---- AVAILABLE RECORDS

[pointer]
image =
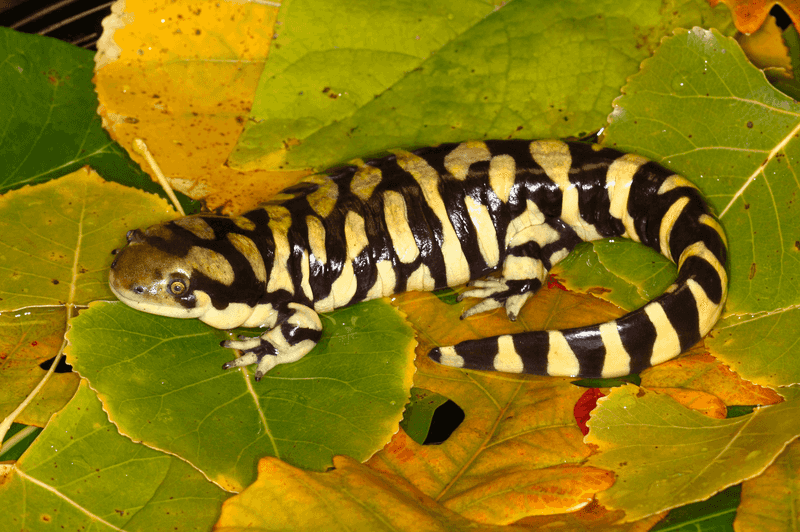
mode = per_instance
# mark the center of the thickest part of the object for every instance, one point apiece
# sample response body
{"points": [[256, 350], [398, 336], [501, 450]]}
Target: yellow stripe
{"points": [[709, 312], [305, 273], [715, 225], [675, 181], [316, 238], [197, 226], [421, 280], [667, 344], [530, 217], [450, 357], [618, 361], [354, 235], [364, 181], [507, 358], [522, 268], [279, 223], [458, 161], [386, 280], [502, 174], [554, 157], [248, 249], [561, 360], [344, 287], [618, 183], [396, 216], [456, 267], [487, 237], [668, 222]]}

--------

▸ WHAT IS NEEDED: Reproduce the material above line for line, without changing a character, and omit the picture.

▸ REPLY TO THE EXERCISE:
[pointer]
image =
mode = per_instance
# mark the center of the thickest part of the object for every instance, one point apiece
# sample response body
{"points": [[256, 350], [398, 336], [501, 450]]}
Target: yellow stripe
{"points": [[709, 312], [305, 273], [715, 225], [675, 181], [316, 238], [197, 226], [421, 280], [667, 344], [530, 217], [450, 357], [618, 361], [354, 235], [364, 181], [507, 358], [522, 268], [279, 223], [458, 161], [386, 280], [502, 174], [554, 157], [248, 249], [561, 360], [344, 287], [618, 183], [396, 216], [456, 267], [487, 237], [668, 222]]}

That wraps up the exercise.